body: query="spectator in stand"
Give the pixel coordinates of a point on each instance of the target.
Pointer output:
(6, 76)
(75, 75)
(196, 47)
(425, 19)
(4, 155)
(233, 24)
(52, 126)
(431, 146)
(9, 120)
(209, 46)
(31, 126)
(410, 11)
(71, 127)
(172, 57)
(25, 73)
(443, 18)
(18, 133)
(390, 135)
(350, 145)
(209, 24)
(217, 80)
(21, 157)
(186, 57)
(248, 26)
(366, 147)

══════════

Up to and including the line with "Give the pixel", restate the records above word for word from the very first line.

body: query="spectator in stand"
Give the pixel coordinates of a point on each instance of the target.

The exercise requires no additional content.